WHAT YOU WILL DO:
Turn the listing below into a JSON list of strings, with one string for each line and any blank lines left out.

%%

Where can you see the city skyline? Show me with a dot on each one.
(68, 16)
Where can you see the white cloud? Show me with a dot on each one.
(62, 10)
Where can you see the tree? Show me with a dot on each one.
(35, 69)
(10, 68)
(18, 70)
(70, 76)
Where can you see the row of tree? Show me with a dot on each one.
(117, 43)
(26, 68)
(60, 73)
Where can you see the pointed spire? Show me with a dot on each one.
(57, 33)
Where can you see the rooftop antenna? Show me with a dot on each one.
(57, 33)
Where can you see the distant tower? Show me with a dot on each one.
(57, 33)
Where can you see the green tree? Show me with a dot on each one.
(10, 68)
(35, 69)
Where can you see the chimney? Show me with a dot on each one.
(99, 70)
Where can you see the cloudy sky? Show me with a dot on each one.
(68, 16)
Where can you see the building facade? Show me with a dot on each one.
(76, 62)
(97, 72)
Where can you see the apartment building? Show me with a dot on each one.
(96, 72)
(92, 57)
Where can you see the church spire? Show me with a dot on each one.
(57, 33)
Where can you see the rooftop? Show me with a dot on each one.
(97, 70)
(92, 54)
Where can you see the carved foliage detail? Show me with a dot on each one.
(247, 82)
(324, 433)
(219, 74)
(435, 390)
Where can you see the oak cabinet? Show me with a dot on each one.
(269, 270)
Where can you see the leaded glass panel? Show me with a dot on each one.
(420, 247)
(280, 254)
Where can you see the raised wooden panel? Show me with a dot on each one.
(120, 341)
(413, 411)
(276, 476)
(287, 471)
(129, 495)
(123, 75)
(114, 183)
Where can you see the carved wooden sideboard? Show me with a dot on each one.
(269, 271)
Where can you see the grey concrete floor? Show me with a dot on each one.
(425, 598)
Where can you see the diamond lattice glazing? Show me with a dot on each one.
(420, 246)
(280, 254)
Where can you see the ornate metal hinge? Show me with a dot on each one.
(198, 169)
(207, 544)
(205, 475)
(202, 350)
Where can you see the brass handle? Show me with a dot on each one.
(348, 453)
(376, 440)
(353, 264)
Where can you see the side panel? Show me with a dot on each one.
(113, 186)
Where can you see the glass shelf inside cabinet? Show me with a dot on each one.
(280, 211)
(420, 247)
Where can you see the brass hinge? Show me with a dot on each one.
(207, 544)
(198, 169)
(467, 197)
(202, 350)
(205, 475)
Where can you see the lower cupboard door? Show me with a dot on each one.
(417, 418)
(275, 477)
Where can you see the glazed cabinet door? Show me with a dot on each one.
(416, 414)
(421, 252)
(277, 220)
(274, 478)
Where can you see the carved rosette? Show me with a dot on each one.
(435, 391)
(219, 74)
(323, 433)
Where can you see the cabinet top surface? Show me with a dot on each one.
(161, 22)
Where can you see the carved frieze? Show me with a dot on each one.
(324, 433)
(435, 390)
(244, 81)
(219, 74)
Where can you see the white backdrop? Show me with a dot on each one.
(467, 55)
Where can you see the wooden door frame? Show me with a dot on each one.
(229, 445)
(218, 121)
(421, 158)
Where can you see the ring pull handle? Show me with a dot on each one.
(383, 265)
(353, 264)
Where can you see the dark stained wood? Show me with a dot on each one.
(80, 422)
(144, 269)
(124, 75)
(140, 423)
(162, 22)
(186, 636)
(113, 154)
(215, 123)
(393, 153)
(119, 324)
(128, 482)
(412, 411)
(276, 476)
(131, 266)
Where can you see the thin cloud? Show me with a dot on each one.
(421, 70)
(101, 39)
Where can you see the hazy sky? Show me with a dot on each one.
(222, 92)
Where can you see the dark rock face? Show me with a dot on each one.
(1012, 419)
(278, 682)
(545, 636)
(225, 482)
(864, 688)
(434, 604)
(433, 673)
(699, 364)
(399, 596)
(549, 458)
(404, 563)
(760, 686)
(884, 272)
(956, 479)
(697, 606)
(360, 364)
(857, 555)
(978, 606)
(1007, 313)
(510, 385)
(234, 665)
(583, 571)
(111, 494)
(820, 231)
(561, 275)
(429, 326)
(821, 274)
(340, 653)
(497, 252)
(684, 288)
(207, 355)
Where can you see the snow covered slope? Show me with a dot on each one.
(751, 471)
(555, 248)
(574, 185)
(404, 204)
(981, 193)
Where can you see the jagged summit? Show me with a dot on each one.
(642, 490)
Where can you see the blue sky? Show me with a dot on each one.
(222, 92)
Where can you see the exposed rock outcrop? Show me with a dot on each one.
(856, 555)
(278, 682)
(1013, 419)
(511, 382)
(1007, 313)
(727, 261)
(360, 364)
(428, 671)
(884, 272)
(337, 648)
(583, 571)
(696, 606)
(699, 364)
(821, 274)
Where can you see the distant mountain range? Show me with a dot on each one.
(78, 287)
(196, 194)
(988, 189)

%%

EXERCISE OUTPUT:
[
  "Where can you see the city skyline? Show me with a dot on each one.",
  "(68, 16)",
  "Where can you see the white cloud? Show me with a dot on each one.",
  "(62, 10)",
  "Where can you see the tree? Show me with a dot on each one.",
  "(35, 69)",
  "(10, 68)",
  "(18, 70)",
  "(70, 76)",
  "Where can you see the row of tree? Show me with a dot on each one.",
  "(117, 43)",
  "(26, 68)",
  "(60, 73)",
  "Where can you see the pointed spire? Show me with a dot on each one.",
  "(57, 33)",
  "Where can you see the rooftop antenna? Show me with a dot on each one.",
  "(57, 33)",
  "Where can you see the distant tower? Show me with a dot on each one.",
  "(57, 33)",
  "Where can you see the green tree? Show me with a dot on each one.",
  "(10, 68)",
  "(35, 69)",
  "Where can you see the chimney? Show me with a dot on each one.",
  "(99, 70)",
  "Where can you see the cloudy sky? Show me with a dot on each one.",
  "(68, 16)",
  "Where can you see the building facade? Show me with a dot on each one.",
  "(76, 62)",
  "(97, 72)",
  "Where can you see the apartment building? Show me with a dot on each one.",
  "(96, 72)",
  "(92, 57)",
  "Where can you see the church spire? Show me with a dot on each one.",
  "(57, 33)",
  "Where can you see the rooftop? Show me with a dot on each one.",
  "(97, 70)",
  "(92, 54)",
  "Where can you see the carved foliage detail? Show me with a dot on each one.",
  "(247, 82)",
  "(324, 433)",
  "(219, 74)",
  "(435, 390)",
  "Where can you see the oak cabinet? Show me with a dot on each one.",
  "(269, 270)",
  "Where can you see the leaded glass panel? Show me with a dot on each one.",
  "(420, 247)",
  "(280, 254)",
  "Where can you see the raised wooden panel? Show me with a dot on each one.",
  "(120, 341)",
  "(413, 411)",
  "(276, 476)",
  "(287, 471)",
  "(129, 495)",
  "(123, 75)",
  "(114, 183)",
  "Where can you see the carved wooden sideboard? Show me with a dot on each one.",
  "(269, 271)",
  "Where can you see the grey concrete floor? Show me with a dot on each one.",
  "(425, 598)",
  "Where can you see the diamond lattice glazing? Show me with a dot on each one.",
  "(420, 246)",
  "(280, 254)",
  "Where can you see the ornate metal hinge? Show me with a dot on each one.",
  "(198, 169)",
  "(207, 544)",
  "(205, 475)",
  "(202, 350)",
  "Where can you see the brass handle? Show me with a dot on each one.",
  "(348, 453)",
  "(376, 440)",
  "(353, 264)",
  "Where can you see the side panel? Show me with a dot on each one.",
  "(113, 186)",
  "Where can you see the glass shelf inside cabinet? Show me with a dot on each one.",
  "(280, 211)",
  "(420, 247)",
  "Where can you see the brass hinge? Show me with a dot on each one.",
  "(207, 544)",
  "(198, 169)",
  "(467, 197)",
  "(202, 350)",
  "(205, 475)",
  "Where can you see the lower cupboard door? Show me with a dot on each one.",
  "(417, 418)",
  "(275, 477)",
  "Where can you see the glazed cabinet door? Show me with a dot on each one.",
  "(416, 414)",
  "(421, 252)",
  "(277, 220)",
  "(274, 478)",
  "Where can you see the carved rosette? Show me with a dot on each one.",
  "(435, 391)",
  "(219, 74)",
  "(323, 433)",
  "Where can you see the cabinet top surface? Show me with a dot on each one.",
  "(161, 22)",
  "Where can you see the carved frieze? Show me with a dot on each one.",
  "(324, 433)",
  "(435, 390)",
  "(244, 81)",
  "(219, 74)",
  "Where can you see the white backdrop? Show me with a dot on each one.",
  "(467, 55)",
  "Where can you see the wooden door frame? Show me with a dot on each one.",
  "(229, 445)",
  "(218, 121)",
  "(421, 158)",
  "Where can you see the ring pull handle? Show me with a dot on each one.",
  "(383, 265)",
  "(353, 264)",
  "Where can you see the dark stained wood? Show me with a dot on each one.",
  "(80, 422)",
  "(144, 269)",
  "(124, 75)",
  "(140, 423)",
  "(162, 22)",
  "(186, 636)",
  "(113, 154)",
  "(215, 123)",
  "(393, 153)",
  "(119, 324)",
  "(128, 482)",
  "(412, 411)",
  "(276, 476)",
  "(131, 266)",
  "Where can you see the thin cloud? Show me with a dot on each one.",
  "(421, 70)",
  "(101, 39)",
  "Where can you see the hazy sky? Show me with a dot on each one.",
  "(222, 92)",
  "Where can you see the dark rock face? Show me with a dot on each one.",
  "(1012, 419)",
  "(278, 682)",
  "(545, 636)",
  "(225, 482)",
  "(864, 688)",
  "(434, 604)",
  "(433, 673)",
  "(699, 364)",
  "(399, 596)",
  "(549, 458)",
  "(404, 563)",
  "(760, 686)",
  "(884, 272)",
  "(956, 479)",
  "(697, 606)",
  "(360, 364)",
  "(857, 555)",
  "(978, 606)",
  "(1007, 313)",
  "(510, 385)",
  "(234, 665)",
  "(583, 571)",
  "(111, 494)",
  "(820, 231)",
  "(561, 275)",
  "(429, 326)",
  "(821, 274)",
  "(340, 653)",
  "(497, 252)",
  "(684, 288)",
  "(207, 355)",
  "Where can you see the snow covered slope? Show me with a dot on each one.",
  "(751, 471)",
  "(555, 248)",
  "(574, 185)",
  "(404, 204)",
  "(981, 193)",
  "Where can you see the jagged summit? Show me with a dot on each one.",
  "(642, 490)",
  "Where can you see the blue sky? Show me with a dot on each one.",
  "(222, 92)",
  "Where can you see the exposed rock outcrop? Show me with a dot on each one.",
  "(856, 555)",
  "(278, 682)",
  "(1013, 419)",
  "(511, 382)",
  "(1007, 313)",
  "(727, 261)",
  "(360, 364)",
  "(428, 671)",
  "(884, 272)",
  "(337, 648)",
  "(583, 571)",
  "(696, 606)",
  "(699, 364)",
  "(821, 274)",
  "Where can you see the distant mountain range? Show me with a dot on each one.",
  "(78, 287)",
  "(196, 194)",
  "(988, 189)"
]